◆ 任务目标 1 ◆
从下方列表中含有“Thanks for the photo. Could you please mark the cylindrical”的那一行开始,一直到列表最后一行,逐行原样抄写,首尾两行都要包括。

### 阅读文本

一种文字识别方法、电子设备和计算机可读存储介质。上述文字识别方法包括:获取待识别图像的二值掩码图(101);其中,所述二值掩码图用于区分所述待识别图像中的文字区域和非文字区域;对所述二值掩码图进行连通域分析,获取连通域标记(102);根据所述连通域标记,获取平直文字效果图(103);根据所述平直文字效果图,识别文字(104)。

Description

文字识别方法、电子设备和计算机可读存储介质
相关申请的交叉引用
本申请基于申请号为“202011480273.2”、申请日为2020年12月15日的中国专利申请提出,并要求该中国专利申请的优先权,该中国专利申请的全部内容在此以引入方式并入本申请。
技术领域
本申请实施例涉及文字检测和识别领域,特别涉及一种文字识别方法、电子设备和计算机可读存储介质。
背景技术
随着机器学习技术的飞速发展,人类已进入机器学习的时代,机器学习在机器视觉、自然语言处理、语音识别等领域大放异彩。文字在人类的生产生活中无处不在,文字通常具有字符众多、语言众多、字体多样、排布不均、尺寸不一、颜色各异等特点,即文字在自然场景中经常是以弯曲状态存在的。

######

◆ 任务目标 2 ◆
请将上方关于文字识别方法的文本逐字完整地重新写出。

### 本题数据

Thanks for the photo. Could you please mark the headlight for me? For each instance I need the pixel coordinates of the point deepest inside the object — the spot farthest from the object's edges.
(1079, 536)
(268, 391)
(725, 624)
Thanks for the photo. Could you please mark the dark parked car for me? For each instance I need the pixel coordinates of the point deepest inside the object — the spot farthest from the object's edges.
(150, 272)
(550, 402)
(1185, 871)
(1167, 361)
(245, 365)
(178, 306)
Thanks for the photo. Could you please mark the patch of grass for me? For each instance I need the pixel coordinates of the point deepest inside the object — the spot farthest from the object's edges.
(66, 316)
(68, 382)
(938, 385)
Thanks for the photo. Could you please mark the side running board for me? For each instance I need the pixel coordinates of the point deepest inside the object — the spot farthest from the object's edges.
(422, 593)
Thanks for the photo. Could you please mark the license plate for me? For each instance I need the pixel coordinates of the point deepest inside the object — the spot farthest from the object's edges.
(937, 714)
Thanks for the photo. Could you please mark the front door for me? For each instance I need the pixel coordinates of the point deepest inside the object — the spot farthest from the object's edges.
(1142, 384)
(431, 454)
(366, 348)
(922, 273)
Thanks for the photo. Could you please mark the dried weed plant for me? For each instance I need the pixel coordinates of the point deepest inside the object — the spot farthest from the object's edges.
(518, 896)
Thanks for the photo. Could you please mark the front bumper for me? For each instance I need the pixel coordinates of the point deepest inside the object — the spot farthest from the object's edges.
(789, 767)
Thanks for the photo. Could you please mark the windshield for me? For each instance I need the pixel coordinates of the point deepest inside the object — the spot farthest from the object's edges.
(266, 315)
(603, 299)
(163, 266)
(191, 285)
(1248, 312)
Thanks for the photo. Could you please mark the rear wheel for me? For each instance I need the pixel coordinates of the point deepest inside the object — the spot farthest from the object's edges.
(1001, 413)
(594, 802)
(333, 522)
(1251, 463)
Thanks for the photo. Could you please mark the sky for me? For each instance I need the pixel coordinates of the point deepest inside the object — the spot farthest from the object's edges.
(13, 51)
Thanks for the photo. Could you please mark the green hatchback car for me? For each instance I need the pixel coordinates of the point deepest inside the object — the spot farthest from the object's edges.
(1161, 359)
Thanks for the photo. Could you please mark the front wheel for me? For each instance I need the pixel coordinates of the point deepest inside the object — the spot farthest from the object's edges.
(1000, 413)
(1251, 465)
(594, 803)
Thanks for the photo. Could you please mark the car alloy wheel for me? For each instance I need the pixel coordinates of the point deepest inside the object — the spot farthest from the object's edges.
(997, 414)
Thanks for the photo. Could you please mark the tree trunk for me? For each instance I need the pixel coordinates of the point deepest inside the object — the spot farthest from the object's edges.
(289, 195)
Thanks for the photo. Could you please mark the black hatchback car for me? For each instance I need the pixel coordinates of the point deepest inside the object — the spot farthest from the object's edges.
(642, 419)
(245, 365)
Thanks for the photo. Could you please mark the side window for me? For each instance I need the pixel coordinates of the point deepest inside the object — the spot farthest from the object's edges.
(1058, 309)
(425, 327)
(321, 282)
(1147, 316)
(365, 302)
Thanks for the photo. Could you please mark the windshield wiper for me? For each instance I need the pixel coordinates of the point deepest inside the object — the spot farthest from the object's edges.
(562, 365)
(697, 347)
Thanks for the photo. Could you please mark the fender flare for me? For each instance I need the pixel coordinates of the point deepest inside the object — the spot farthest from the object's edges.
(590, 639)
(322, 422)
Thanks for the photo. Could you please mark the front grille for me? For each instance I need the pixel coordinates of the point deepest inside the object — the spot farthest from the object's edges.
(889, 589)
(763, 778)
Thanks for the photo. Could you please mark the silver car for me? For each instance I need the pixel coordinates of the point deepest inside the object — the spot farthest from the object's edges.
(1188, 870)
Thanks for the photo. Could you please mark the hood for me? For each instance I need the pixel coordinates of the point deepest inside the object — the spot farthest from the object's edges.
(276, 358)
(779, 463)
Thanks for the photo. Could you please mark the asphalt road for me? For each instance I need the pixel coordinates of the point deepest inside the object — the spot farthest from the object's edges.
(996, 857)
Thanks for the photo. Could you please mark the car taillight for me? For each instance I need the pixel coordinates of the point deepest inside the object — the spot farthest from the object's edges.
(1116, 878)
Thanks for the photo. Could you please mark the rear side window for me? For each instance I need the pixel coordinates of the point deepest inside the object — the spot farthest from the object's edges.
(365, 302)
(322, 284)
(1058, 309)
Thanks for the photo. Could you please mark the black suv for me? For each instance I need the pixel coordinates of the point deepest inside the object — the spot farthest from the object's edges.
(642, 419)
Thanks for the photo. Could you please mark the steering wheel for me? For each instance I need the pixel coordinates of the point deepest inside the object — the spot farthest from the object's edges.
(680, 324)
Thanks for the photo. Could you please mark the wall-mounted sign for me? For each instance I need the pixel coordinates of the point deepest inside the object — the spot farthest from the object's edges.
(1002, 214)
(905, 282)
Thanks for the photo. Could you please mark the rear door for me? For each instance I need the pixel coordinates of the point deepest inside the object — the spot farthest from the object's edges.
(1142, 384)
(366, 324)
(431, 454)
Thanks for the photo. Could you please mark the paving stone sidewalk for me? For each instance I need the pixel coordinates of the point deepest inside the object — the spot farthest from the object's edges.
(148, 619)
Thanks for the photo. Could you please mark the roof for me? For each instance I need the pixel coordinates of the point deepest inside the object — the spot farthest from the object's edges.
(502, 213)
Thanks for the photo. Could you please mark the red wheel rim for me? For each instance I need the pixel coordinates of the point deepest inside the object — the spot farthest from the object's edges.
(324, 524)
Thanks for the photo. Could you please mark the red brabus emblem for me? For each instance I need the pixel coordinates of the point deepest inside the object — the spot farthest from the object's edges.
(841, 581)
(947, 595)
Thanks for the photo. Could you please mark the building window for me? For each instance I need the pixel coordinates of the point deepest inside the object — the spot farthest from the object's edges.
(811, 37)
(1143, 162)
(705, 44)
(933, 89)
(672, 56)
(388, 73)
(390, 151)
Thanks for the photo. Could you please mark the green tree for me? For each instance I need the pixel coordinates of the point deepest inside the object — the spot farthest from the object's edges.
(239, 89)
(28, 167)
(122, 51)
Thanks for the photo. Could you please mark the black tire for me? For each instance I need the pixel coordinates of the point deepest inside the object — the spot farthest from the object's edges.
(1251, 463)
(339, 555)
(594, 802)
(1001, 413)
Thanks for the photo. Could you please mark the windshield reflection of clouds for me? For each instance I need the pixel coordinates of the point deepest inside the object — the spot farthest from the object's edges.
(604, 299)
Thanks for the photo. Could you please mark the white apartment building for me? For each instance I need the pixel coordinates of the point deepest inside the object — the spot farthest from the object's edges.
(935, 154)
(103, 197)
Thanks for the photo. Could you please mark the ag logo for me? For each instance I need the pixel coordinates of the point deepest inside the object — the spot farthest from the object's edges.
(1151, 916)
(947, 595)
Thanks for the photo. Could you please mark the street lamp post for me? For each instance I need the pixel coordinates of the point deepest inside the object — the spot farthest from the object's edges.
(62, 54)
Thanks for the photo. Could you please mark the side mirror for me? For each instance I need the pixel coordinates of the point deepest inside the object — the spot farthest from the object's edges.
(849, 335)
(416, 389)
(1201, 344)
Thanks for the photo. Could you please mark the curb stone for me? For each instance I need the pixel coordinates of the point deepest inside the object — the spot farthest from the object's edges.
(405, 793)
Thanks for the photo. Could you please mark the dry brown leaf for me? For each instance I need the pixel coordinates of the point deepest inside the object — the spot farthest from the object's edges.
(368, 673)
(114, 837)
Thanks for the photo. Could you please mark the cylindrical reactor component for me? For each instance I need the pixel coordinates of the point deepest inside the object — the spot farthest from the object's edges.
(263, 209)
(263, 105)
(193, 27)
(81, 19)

######

◆ 完整回答 1 ◆
Thanks for the photo. Could you please mark the cylindrical reactor component for me? For each instance I need the pixel coordinates of the point deepest inside the object — the spot farthest from the object's edges.
(263, 209)
(263, 105)
(193, 27)
(81, 19)

◆ 完整回答 2 ◆
一种文字识别方法、电子设备和计算机可读存储介质。上述文字识别方法包括:获取待识别图像的二值掩码图(101);其中,所述二值掩码图用于区分所述待识别图像中的文字区域和非文字区域;对所述二值掩码图进行连通域分析,获取连通域标记(102);根据所述连通域标记,获取平直文字效果图(103);根据所述平直文字效果图,识别文字(104)。

Description

文字识别方法、电子设备和计算机可读存储介质
相关申请的交叉引用
本申请基于申请号为“202011480273.2”、申请日为2020年12月15日的中国专利申请提出,并要求该中国专利申请的优先权,该中国专利申请的全部内容在此以引入方式并入本申请。
技术领域
本申请实施例涉及文字检测和识别领域,特别涉及一种文字识别方法、电子设备和计算机可读存储介质。
背景技术
随着机器学习技术的飞速发展,人类已进入机器学习的时代,机器学习在机器视觉、自然语言处理、语音识别等领域大放异彩。文字在人类的生产生活中无处不在,文字通常具有字符众多、语言众多、字体多样、排布不均、尺寸不一、颜色各异等特点,即文字在自然场景中经常是以弯曲状态存在的。